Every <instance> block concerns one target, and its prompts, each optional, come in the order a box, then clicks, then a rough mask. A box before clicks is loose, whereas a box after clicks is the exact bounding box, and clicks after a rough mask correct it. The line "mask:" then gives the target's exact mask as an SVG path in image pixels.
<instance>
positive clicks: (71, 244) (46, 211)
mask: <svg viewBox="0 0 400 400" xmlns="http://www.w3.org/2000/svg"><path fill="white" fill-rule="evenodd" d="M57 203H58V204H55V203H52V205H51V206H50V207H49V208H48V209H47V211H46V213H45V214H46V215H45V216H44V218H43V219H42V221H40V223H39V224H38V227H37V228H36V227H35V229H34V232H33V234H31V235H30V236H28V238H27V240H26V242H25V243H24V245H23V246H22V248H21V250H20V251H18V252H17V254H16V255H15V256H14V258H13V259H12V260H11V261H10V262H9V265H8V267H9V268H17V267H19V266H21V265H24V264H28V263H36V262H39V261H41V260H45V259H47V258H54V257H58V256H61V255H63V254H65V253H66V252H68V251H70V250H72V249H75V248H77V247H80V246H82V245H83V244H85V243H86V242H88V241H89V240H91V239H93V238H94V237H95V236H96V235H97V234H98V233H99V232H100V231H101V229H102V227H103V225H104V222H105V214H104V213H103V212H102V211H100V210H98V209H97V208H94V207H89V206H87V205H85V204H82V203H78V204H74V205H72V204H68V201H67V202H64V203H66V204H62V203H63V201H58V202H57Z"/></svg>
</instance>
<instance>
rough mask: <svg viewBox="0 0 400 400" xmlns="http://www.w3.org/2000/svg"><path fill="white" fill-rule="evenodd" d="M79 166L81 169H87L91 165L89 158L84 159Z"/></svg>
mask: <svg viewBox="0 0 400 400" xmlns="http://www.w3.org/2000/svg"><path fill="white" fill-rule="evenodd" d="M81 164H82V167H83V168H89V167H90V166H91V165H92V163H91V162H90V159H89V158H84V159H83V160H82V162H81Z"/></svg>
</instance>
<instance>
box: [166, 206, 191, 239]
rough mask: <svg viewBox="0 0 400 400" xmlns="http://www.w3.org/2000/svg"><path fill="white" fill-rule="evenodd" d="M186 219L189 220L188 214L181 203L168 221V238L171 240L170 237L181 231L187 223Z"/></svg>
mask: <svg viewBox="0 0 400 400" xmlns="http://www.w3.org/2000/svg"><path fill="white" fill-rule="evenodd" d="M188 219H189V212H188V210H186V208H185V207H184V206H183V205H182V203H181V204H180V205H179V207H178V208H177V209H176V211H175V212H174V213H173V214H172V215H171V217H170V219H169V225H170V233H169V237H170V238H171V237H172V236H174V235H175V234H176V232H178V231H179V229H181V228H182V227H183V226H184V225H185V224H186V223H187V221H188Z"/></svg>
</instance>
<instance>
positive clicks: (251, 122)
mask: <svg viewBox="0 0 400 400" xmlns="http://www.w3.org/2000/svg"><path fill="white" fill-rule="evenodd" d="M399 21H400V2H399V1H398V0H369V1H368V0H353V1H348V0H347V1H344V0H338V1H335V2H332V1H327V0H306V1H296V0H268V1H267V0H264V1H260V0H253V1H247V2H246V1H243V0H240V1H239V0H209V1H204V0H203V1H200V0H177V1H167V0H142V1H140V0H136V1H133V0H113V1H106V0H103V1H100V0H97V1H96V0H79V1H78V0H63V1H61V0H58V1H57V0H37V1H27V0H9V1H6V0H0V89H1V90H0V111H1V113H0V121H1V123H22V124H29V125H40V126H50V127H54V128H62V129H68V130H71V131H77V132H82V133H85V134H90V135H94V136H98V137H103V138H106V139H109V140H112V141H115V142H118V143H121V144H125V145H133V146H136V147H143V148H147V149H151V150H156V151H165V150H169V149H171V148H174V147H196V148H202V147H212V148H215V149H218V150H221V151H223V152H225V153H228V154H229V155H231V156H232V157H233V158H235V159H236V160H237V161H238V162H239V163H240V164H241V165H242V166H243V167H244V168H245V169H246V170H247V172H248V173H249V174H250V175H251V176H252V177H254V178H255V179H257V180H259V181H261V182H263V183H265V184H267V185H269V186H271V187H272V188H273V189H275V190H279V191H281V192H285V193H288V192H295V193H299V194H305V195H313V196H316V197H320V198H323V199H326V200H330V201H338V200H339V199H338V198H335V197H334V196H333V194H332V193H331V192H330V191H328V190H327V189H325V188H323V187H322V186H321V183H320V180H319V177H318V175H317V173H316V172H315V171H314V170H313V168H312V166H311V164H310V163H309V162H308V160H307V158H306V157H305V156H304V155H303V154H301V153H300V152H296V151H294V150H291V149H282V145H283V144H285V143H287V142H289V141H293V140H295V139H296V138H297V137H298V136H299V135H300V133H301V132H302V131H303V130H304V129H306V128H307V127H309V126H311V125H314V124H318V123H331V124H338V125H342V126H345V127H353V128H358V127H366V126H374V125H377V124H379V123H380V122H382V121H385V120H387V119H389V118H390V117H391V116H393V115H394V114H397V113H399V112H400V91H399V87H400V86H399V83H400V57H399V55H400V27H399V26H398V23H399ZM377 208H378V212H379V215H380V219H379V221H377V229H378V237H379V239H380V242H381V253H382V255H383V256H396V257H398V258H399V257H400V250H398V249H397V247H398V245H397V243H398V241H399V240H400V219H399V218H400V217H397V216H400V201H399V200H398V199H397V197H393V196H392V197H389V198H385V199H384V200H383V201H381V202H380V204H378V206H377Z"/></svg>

EXERCISE DETAILS: Pull out each line of the rows above that contains the word "positive". Match case exactly.

REPLY:
positive clicks: (71, 244) (46, 211)
positive clicks: (251, 122)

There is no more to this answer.